-- Opening Marker --

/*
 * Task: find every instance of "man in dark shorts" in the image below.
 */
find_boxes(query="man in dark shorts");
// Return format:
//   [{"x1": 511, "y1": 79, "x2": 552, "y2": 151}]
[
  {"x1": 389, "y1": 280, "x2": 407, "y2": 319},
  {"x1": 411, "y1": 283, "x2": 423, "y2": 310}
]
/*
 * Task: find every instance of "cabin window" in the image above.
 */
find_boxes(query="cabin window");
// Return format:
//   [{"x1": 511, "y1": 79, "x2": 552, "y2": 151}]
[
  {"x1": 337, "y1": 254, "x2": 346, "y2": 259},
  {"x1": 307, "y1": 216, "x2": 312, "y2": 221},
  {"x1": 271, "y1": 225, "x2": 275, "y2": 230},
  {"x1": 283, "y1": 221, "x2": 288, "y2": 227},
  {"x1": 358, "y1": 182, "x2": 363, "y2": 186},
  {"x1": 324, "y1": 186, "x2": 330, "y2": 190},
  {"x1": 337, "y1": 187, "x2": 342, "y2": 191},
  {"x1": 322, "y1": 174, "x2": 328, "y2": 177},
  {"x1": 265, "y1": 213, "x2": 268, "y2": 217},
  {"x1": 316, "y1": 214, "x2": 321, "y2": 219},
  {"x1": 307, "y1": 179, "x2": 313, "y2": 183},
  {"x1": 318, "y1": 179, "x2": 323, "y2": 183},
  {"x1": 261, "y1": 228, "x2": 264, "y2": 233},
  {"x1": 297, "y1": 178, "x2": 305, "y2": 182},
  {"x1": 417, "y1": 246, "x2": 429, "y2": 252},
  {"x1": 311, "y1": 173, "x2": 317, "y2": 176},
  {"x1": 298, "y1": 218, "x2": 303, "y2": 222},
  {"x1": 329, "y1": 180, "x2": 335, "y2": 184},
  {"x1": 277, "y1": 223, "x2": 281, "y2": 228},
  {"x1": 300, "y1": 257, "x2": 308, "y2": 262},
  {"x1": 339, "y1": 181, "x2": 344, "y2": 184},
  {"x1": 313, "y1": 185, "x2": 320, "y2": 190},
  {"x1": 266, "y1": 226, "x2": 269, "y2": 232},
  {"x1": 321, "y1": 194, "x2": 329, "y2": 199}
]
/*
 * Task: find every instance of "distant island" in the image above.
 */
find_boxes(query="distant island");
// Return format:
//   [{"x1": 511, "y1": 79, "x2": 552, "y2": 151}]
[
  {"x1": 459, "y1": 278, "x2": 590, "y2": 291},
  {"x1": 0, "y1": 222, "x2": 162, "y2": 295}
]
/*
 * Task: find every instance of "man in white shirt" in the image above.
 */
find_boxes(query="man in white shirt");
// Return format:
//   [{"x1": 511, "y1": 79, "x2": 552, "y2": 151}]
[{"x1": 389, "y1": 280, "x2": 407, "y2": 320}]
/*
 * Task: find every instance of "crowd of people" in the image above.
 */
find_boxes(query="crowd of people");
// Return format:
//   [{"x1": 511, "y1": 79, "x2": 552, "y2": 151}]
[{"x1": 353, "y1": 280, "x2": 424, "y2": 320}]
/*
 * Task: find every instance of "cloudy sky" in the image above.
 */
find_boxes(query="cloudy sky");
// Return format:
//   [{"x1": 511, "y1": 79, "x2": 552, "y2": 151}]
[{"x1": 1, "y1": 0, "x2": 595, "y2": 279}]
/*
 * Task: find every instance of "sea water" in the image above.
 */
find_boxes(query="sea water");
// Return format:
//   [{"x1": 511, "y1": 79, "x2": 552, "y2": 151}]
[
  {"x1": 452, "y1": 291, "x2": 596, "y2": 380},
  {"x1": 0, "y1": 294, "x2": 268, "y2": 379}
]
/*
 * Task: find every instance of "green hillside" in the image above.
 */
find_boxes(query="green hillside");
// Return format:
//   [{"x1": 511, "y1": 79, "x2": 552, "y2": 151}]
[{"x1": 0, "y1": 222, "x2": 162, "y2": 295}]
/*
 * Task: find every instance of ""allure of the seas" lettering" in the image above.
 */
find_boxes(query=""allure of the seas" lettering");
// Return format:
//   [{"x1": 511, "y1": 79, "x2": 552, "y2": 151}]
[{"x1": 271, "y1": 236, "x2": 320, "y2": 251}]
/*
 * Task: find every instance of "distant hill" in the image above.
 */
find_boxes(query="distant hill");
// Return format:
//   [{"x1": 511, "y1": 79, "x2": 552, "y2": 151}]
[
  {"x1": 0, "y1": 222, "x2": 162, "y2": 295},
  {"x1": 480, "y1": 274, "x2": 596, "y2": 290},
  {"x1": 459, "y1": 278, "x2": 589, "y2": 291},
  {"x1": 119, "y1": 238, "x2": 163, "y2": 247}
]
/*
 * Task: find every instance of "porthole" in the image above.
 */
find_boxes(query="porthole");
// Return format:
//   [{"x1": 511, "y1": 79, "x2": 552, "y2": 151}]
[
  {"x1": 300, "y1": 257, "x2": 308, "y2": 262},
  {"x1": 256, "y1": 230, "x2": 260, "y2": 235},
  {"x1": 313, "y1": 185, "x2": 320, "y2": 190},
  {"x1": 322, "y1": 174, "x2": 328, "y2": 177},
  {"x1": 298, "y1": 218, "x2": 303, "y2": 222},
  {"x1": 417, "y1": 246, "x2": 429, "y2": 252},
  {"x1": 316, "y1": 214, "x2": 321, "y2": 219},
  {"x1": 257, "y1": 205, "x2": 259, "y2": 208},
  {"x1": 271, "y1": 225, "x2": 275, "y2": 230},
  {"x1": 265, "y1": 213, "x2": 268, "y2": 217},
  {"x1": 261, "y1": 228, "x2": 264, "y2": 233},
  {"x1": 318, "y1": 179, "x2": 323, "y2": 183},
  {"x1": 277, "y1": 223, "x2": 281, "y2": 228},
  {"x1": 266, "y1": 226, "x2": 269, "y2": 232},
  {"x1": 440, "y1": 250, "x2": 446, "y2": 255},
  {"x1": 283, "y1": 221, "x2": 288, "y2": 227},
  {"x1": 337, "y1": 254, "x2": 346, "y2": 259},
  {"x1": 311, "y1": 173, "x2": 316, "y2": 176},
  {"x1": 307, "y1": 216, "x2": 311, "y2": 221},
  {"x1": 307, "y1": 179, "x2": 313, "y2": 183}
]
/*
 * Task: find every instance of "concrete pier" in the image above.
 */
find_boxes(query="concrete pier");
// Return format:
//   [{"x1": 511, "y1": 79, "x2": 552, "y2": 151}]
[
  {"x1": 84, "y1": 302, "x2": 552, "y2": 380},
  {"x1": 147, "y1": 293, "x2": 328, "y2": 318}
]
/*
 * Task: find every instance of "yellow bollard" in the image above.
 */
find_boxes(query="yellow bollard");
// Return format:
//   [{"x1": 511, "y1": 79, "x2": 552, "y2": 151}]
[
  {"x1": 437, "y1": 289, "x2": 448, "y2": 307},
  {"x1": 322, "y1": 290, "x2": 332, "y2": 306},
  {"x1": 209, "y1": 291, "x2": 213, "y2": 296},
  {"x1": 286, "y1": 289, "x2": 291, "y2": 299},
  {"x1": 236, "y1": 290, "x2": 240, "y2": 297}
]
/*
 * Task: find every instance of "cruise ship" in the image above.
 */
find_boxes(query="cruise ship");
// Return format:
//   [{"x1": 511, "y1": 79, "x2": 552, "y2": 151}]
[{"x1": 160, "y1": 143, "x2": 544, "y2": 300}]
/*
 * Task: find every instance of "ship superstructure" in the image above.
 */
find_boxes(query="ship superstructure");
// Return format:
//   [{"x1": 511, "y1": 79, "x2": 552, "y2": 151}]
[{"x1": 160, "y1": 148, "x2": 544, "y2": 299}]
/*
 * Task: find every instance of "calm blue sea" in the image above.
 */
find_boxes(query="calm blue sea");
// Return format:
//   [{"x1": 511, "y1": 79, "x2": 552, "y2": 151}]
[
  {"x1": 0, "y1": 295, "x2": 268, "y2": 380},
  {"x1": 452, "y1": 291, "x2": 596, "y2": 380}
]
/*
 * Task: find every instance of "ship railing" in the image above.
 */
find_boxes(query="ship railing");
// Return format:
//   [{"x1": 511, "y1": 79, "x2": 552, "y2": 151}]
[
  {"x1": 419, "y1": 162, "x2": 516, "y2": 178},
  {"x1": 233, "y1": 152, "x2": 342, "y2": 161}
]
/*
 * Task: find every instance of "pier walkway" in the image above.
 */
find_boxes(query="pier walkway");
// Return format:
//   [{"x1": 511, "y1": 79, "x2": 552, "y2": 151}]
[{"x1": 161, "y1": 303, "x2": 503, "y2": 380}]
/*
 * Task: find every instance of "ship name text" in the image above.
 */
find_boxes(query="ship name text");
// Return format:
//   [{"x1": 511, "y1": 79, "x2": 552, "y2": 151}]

-- Closing Marker --

== Required action ==
The string "shirt" shows up in some lines of the listing. Copy each such line.

== Answer ==
 * Task: find every instance of "man in white shirt" in the image above.
find_boxes(query="man in white shirt");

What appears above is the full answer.